Set task: Copy the stretch from the line containing "(281,126) (no space after the comma)." through the end of the rows, replacing "asphalt road" with "paved road" and changing nothing else.
# # # # # # #
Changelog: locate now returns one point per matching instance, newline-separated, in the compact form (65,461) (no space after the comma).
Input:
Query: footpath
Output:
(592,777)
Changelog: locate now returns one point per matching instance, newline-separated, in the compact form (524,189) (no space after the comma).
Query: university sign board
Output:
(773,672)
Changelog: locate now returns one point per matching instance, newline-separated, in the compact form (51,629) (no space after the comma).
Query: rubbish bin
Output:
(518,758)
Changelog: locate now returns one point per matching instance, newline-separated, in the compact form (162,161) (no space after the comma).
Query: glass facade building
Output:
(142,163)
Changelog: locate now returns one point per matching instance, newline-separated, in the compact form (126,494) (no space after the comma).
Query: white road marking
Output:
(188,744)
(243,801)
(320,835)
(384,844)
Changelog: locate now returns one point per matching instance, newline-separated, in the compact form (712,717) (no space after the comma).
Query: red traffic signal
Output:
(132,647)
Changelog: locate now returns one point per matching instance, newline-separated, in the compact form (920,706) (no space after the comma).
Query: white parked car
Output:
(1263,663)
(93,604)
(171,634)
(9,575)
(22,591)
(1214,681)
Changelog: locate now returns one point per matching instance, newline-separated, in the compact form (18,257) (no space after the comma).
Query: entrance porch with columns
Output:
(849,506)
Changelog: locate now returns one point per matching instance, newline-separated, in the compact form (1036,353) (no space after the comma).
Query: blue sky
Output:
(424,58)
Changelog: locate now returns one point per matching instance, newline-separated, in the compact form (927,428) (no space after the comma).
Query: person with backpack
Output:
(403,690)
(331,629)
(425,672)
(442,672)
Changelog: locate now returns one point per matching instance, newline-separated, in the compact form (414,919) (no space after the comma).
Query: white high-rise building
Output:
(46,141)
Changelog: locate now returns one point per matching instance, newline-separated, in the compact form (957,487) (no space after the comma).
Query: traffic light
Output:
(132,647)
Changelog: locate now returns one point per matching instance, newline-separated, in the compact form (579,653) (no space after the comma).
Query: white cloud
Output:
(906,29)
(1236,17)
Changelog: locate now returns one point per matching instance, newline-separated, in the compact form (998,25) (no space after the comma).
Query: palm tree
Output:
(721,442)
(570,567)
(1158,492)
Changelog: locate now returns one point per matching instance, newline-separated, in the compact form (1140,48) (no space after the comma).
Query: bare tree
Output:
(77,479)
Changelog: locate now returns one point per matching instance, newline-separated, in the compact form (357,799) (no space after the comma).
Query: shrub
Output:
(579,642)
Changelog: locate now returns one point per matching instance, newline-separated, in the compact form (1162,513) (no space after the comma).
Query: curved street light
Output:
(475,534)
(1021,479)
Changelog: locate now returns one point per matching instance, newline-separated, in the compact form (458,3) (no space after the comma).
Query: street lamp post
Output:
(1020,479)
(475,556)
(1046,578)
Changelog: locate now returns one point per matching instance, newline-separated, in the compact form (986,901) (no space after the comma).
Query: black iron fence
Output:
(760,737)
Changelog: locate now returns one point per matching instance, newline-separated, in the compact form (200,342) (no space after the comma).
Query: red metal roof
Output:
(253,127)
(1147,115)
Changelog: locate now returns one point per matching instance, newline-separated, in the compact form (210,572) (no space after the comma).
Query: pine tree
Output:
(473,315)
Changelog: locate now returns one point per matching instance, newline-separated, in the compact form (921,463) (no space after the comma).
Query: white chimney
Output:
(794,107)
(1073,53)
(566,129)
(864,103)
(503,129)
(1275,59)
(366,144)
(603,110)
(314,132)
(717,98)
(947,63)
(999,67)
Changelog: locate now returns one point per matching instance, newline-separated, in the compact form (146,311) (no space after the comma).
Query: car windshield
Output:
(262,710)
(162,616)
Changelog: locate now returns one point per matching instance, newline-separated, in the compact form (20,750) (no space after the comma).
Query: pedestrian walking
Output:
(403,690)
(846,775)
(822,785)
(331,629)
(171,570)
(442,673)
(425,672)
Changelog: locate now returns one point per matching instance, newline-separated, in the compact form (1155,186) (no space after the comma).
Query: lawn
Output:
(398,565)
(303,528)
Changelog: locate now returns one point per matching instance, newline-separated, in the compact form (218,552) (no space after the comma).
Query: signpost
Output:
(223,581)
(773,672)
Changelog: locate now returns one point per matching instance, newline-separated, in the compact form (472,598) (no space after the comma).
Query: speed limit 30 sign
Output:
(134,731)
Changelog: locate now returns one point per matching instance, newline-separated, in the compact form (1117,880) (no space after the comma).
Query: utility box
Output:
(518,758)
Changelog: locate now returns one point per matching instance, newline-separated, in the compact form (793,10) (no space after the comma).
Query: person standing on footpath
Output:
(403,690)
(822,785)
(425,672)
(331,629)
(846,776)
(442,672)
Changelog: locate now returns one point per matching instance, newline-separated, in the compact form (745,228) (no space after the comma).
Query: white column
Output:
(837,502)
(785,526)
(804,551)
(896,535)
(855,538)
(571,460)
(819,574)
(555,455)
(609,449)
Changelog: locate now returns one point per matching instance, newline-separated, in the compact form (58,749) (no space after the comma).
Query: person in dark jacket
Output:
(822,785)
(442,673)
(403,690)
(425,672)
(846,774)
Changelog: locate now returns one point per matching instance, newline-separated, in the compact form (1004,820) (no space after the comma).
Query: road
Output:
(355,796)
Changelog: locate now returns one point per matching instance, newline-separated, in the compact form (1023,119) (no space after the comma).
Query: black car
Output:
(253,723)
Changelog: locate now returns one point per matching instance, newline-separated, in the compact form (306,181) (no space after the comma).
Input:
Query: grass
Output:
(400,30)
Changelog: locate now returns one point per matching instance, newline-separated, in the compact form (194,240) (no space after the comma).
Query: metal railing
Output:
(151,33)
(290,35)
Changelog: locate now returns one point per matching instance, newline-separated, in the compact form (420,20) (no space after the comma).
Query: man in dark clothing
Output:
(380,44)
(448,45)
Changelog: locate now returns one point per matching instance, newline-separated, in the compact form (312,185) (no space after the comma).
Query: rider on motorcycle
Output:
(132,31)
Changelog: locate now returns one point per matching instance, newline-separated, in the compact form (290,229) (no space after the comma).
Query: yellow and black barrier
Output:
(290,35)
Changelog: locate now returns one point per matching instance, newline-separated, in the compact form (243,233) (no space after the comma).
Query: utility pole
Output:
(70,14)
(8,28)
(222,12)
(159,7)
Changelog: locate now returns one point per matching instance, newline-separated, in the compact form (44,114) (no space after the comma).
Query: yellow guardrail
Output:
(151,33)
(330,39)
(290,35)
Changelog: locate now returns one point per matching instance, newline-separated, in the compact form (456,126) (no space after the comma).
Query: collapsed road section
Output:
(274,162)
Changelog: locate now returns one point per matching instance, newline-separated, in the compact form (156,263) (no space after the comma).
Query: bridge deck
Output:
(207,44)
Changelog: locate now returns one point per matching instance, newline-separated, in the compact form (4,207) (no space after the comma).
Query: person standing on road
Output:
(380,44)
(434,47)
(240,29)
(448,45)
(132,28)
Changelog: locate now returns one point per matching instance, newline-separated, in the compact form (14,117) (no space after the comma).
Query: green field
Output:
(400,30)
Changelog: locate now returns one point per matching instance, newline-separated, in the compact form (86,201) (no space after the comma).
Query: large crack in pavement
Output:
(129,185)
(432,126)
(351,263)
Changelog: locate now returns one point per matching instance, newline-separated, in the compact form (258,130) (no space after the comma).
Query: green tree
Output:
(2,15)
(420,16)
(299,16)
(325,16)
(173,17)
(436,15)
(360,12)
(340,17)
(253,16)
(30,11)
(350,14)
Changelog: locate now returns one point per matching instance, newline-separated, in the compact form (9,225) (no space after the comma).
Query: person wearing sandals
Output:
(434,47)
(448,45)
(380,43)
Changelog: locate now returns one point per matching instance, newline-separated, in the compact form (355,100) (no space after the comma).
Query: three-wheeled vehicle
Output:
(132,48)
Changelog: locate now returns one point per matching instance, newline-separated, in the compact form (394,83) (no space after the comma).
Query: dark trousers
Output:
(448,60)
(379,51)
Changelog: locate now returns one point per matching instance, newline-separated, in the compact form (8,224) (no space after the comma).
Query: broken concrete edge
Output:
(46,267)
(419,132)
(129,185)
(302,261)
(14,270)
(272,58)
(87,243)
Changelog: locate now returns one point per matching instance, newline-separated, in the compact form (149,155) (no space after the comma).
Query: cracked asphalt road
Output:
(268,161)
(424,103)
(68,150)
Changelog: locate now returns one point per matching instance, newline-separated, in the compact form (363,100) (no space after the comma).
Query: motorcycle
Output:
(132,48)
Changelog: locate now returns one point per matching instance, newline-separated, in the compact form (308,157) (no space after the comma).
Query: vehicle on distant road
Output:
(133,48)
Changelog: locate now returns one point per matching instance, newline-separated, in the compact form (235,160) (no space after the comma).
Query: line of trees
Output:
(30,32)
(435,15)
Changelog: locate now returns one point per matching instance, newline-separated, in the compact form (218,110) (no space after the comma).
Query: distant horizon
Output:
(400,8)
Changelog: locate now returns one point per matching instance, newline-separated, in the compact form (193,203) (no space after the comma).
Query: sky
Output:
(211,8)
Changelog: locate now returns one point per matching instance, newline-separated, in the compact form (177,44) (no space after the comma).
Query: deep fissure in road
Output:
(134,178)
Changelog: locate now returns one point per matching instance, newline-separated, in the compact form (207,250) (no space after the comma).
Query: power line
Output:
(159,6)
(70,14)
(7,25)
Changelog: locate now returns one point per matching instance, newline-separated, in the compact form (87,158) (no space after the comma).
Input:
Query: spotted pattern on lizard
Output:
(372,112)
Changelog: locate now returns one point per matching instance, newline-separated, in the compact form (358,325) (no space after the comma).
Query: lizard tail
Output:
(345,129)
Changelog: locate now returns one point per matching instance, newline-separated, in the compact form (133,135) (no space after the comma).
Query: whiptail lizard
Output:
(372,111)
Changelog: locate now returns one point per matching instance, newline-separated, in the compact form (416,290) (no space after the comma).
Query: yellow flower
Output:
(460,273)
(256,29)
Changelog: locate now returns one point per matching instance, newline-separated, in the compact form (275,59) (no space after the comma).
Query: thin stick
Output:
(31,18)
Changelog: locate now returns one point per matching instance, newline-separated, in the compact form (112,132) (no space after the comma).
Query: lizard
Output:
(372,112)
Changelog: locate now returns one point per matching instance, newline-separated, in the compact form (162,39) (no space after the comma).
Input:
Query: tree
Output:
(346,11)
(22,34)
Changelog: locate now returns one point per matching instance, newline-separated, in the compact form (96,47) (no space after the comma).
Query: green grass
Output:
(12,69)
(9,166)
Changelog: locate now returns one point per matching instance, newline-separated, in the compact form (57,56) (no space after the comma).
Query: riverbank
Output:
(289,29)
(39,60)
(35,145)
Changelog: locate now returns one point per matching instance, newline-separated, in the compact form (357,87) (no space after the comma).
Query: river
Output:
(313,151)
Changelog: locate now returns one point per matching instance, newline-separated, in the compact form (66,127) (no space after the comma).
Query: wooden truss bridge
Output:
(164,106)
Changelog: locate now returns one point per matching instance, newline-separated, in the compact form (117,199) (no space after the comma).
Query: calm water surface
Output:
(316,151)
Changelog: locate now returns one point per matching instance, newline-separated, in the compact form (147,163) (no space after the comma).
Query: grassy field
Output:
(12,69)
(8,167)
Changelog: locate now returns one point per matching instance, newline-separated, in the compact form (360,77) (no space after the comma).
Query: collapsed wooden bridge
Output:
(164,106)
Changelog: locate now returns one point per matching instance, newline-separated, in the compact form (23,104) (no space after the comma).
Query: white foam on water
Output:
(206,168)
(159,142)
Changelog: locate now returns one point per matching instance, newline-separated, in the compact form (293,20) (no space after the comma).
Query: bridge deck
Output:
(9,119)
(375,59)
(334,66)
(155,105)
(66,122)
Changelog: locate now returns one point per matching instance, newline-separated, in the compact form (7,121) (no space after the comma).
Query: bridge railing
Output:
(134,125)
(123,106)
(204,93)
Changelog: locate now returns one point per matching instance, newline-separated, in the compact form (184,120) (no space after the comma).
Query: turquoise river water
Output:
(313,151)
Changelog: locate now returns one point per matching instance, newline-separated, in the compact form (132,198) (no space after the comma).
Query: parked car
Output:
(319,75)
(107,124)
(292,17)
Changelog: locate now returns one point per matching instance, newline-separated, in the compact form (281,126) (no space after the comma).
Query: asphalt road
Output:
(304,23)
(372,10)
# # # # # # #
Answer to this task:
Changelog: locate now returns one point per matching instance, newline-separated, in the compact form (281,126) (no space after the comma).
Query: paved road
Output:
(304,23)
(372,10)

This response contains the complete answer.